Given exercise A: From the rows below, pull out each line that contains the word "green", matching case exactly.
─── Text shown ───
Moreover, as an educated, gay African-American male — same-sex marriage is not a right under the U.S. or California constitutions. Marriage is a privilege and elected officials have clearly defined who has the right to marry.

Hopefully, the U.S. Supreme Court will settle this matter and send a clear message to the 9th Circuit once again — the most overturned circuit in the country.

Vaughn Miller
San Francisco

Aid risky in yacht tragedy

Regarding the story about the lack of rescue by other participants in the tragic Full Crew Farallones Race  (“Yacht racers failed to help accident victims,” Tuesday), any sailboat that had tried to assist would likely have suffered the same fate.

It would not have been prudent, to say the least, for any skipper to put his or her boat and crew in that predicament.

Tim Donnelly
San Francisco

Prop. 30 will create debt

Most of us know the statement by Albert Einstein that it would be insanity to do the same action over and over again expecting different results (“‘Wall of debt’ rises on Brown’s watch,” Opinion, Monday). Gov. Jerry Brown put Proposition 30 on the November ballot, a debt-reduction plan for repaying a wall of debt that if passed would only result in increased debt.
─── The input ───
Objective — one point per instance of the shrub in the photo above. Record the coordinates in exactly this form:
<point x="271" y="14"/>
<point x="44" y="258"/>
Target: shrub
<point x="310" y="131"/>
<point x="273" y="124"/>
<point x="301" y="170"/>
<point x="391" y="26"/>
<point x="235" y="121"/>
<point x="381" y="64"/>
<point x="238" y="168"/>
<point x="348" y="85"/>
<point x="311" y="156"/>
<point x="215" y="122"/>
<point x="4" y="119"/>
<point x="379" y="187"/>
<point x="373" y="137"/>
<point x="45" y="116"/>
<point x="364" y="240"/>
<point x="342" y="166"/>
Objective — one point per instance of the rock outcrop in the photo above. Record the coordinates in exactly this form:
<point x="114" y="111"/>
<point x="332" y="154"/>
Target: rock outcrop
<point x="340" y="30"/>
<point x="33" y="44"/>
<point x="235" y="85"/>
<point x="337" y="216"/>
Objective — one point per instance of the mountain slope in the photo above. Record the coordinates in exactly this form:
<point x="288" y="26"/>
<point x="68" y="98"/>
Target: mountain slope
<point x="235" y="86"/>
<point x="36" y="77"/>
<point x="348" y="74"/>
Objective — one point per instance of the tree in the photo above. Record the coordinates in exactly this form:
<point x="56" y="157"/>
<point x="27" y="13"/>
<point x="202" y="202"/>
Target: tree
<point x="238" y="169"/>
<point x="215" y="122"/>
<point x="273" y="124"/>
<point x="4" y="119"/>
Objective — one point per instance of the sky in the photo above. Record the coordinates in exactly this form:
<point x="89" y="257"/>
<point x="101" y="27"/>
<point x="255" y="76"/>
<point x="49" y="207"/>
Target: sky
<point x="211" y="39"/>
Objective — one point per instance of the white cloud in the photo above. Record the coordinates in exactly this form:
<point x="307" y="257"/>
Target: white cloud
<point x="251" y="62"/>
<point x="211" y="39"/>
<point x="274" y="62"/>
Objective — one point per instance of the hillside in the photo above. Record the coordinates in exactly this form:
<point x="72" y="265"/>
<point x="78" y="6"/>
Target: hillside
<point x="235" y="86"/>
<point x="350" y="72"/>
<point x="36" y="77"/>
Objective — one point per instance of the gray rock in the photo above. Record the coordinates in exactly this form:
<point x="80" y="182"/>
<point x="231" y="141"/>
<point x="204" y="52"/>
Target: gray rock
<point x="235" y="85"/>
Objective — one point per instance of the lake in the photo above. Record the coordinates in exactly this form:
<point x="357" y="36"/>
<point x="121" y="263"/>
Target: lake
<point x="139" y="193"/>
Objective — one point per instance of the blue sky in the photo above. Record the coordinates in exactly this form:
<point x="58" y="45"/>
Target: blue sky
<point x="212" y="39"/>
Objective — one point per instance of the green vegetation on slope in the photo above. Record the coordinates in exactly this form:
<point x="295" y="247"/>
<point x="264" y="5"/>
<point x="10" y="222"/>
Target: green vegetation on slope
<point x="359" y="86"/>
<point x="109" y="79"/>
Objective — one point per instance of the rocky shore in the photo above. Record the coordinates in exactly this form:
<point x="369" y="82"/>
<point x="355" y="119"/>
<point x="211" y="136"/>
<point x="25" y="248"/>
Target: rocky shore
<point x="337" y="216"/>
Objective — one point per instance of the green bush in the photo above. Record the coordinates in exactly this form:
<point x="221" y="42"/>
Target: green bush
───
Given exercise B: Pick up the letters to the editor above where they stop and keep writing the letter on Proposition 30.

Expected output A:
Objective — one point per instance of the green vegetation on slope in the photo above. Record the coordinates in exactly this form:
Target: green vegetation on slope
Objective — one point per instance of the green bush in the photo above. Record the coordinates in exactly this form:
Target: green bush

Expected output B:
The voters are not so naive as to think that a new bond issue will result in paying down the debt, and should reject Brown’s promise of a different result from his bond proposition. Perhaps Brown should give up on high-speed rail and the peripheral canal, like he should have done with the new Bay Bridge. The state is broke and cannot afford any of the three.

Please keep our cities from going bankrupt from unsustainable employee retirement benefits. Spending and giving more, is not less.